**Tasks to complete**
[A] In the passage about Elsie and Claude, what one-word telegram did Elsie send her family on the afternoon of her wedding?
[B] Carry on the passage about Elsie and Claude from its last sentence.

**Given passage**
+--
When in 1922 she took him home to her family it was just as well she asked him to wait at the railway station, because they made it clear to her they didn’t want a Bolshie carpenter with a German name for a son-in-law. Her response to this was to marry the Bolshie carpenter. On the morning of her wedding, she sent her family a one-word telegram, ‘GOING’. That afternoon she followed it with another, ‘GONE’.
She claimed it was pure coincidence that they got married within sight of the Female Factory, where Mary, her great-grandmother, had been interned, and which was now the Parramatta lunatic asylum. ‘During the ceremony,’ said Elsie, ‘I remember the wailing from the imbeciles’ yard. I said to your father, “God, I hope this isn’t a bad omen!”’
They moved into a room overlooking the surf at Bondi, and she began to teach Latin and French, almost losing her first job when her headmistress found a copy of The Socialist in her locker. She was accused of ‘bending young minds’. Her students at this school so loved and admired her that every year until her death, they held a dinner in her honour – and often in her absence: she had long lost confidence in herself.
She lost it perhaps because, as she wrote in her letter of resignation, there were ‘domestic considerations’. That meant that she and Claude were coming apart. I cannot remember when it happened; there was shouting in the night and she seemed to grieve constantly; and I resented her tears. It doesn’t matter who was to ‘blame’. In truth, neither was. She made her demands, and he found another.
Suddenly, she changed her life. She went to work in factories, on assembly lines making fake leather handbags and model aeroplanes; she cherished many friends there and her rumbustiousness returned from time to time. Claude now had a government job driving in the Outback; and he relished those dawn mornings when he would strap a canvas water bag to the front bumper of his Vauxhall Velox and head west, where his freedom was.
+--
**Source information**

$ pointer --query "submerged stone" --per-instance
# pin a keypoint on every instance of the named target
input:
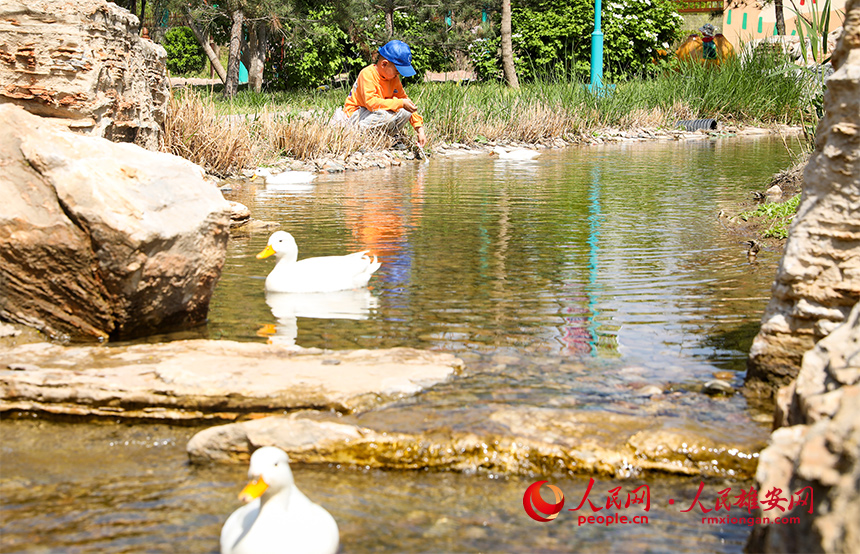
+--
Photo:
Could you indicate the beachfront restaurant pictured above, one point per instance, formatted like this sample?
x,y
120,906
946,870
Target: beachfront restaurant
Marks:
+--
**Answers for each item**
[A] 'GONE'

[B]
In 1962, on the wharf at Circular Quay, she told me she knew I was ‘going for good’. Something happened then. In her sixties, with little more than her state pension, she set off around the world. She would disappear from view occasionally, turning up once in the Solomon Islands. In London, she stayed in my eight foot by six foot garret in Old Compton Street, Soho, where I would find her on the doorstep laughing with the prostitutes from the club next door. ‘Do you know my son very well?’ she would ask them as I approached.
And when we went to Paris that weekend she distinguished herself by ordering, in her fluent Aussie French, a brute of a taxi driver to open the door for her; and he did. When a stroke took most of her language, she continued to speak in French, as sometimes happens with stroke victims who are bilingual. Our discussions on the beach, joke-telling and family bitching included, were now conducted in fractured French, with slabs of Latin. Nil illegitimi carborundum!
She and Claude had not seen each other for thirty years, though they had spoken once on the phone, accidentally. That last day on the beach I told her he had died. She stared out at the Heads, then said, ‘Well, he was getting on . . .’ The next morning she watched me put on a dark suit and tie and go off to his funeral; she waved from the balcony. Something made me turn back, and I found her on the floor of the kitchen.